[Location labeling records]
★ ★ ★
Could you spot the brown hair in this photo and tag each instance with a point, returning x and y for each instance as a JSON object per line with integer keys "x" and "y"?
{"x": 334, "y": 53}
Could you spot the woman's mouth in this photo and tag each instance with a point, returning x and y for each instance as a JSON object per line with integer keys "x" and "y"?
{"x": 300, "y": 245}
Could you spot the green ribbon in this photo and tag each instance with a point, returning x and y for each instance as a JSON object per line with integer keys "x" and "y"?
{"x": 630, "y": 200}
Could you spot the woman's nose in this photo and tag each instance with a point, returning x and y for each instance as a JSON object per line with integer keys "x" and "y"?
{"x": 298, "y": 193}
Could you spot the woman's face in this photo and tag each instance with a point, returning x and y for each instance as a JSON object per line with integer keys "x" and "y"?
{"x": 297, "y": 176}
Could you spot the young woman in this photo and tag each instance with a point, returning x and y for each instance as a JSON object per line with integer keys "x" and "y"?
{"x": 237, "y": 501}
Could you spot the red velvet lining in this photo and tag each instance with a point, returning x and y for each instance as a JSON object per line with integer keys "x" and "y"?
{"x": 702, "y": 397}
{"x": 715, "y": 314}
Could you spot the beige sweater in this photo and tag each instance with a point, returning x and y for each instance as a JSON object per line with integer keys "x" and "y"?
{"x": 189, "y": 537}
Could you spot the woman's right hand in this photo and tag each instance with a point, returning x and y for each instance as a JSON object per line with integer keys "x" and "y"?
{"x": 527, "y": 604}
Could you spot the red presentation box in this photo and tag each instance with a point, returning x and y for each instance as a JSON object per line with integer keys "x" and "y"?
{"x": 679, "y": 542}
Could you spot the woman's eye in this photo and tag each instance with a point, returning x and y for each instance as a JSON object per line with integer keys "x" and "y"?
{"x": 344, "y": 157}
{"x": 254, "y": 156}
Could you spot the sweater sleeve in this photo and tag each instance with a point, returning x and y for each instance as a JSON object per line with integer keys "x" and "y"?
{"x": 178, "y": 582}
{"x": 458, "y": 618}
★ ★ ★
Requirements: Repeat exactly the lines from the line containing "Could you spot the red presentation" through the last line of the records above, including both, and nothing else.

Solved exercise:
Could you spot the red presentation box in this photo and tag each instance with a point, returning x and y for each instance as a JSON object per line with integer keys "x" and "y"?
{"x": 679, "y": 542}
Could you spot the woman's eye in this photo and tag each instance with a point, returning x and y for each instance as a JSON object per line with integer keys "x" and "y"?
{"x": 344, "y": 157}
{"x": 254, "y": 156}
Could you spot the sweater sleeve in this photo and tag each instance with a point, returning x and y for each instance as a JSON object per line with integer keys "x" and "y"?
{"x": 178, "y": 582}
{"x": 458, "y": 618}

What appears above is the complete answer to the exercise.